**Stated task 1**
Output the rows, from the line containing "Hey team, new labeling batch. Target class is skater's" through the final row, as a JSON list of strings with one string per line and blank lines omitted.

**Extract**

┄┄┄┄┄┄┄┄┄┄┄┄┄┄┄┄┄┄┄┄

The comment by Geoffrey Critzer may be correct, but it is not at all
obvious. In my opinion, if it is correct, at least a sketch of the
proof ought to be included or referenced.

-----Original Message-----
From: Maximilian Hasler <maximilian.hasler at gmail.com>

it does not matter whether you add "reversed complement" or not,
the count will be the same whatever bijection (from { 0,...,2^n-1 }
into itself) you apply to the first and/or second component of the
pairs.

as far as I understand, the "rotations" are to be taken digit-wise in
n-bit binary words,
e.g. 011 > 110 > 101.

Maximilian

On Sun, Jan 1, 2012 at 1:18 AM, Ed Jeffery <lejeffery7 at gmail.com> wrote:
> David,
>
> It seems as if Geoffrey Critzer contradicted your definition in your
title
> for A045655 by dropping your reference to "reversed complement." The
> question is, what do you mean by that terminology: are you referring
to
> "ones complement" from binary arithmetic? If so, then for longer
strings
> the symmetry you seem to be suggesting will be lost.

┄┄┄┄┄┄┄┄┄┄┄┄┄┄┄┄┄┄┄┄

**Stated task 2**
Answer these questions about the email thread:
(a) According to Maximilian Hasler, does adding "reversed complement" change the count?
(b) For which sequence does Ed Jeffery say Geoffrey Critzer dropped the reference to "reversed complement"?
(c) What example of rotations does Hasler give?

┄┄┄┄┄┄┄┄┄┄┄┄┄┄┄┄┄┄┄┄

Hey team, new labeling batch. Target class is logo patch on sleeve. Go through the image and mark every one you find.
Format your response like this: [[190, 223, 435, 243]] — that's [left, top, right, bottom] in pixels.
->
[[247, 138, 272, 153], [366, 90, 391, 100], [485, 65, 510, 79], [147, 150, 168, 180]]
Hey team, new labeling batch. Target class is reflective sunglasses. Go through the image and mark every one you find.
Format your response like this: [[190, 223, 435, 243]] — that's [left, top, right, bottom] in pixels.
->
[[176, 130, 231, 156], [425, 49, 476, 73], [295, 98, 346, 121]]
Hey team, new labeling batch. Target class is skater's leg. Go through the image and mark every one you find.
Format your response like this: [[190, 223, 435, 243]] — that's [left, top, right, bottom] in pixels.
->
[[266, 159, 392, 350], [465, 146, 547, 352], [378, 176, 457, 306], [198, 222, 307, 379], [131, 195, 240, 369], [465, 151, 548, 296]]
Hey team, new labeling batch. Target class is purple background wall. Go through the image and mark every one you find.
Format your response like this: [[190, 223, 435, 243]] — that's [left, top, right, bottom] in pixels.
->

┄┄┄┄┄┄┄┄┄┄┄┄┄┄┄┄┄┄┄┄

**Right answer 1**
[
  "Hey team, new labeling batch. Target class is skater's leg. Go through the image and mark every one you find.",
  "Format your response like this: [[190, 223, 435, 243]] — that's [left, top, right, bottom] in pixels.",
  "->",
  "[[266, 159, 392, 350], [465, 146, 547, 352], [378, 176, 457, 306], [198, 222, 307, 379], [131, 195, 240, 369], [465, 151, 548, 296]]",
  "Hey team, new labeling batch. Target class is purple background wall. Go through the image and mark every one you find.",
  "Format your response like this: [[190, 223, 435, 243]] — that's [left, top, right, bottom] in pixels.",
  "->"
]

**Right answer 2**
(a) No. The count is the same whichever bijection is applied to the first and/or second component of the pairs.
(b) A045655
(c) 011 > 110 > 101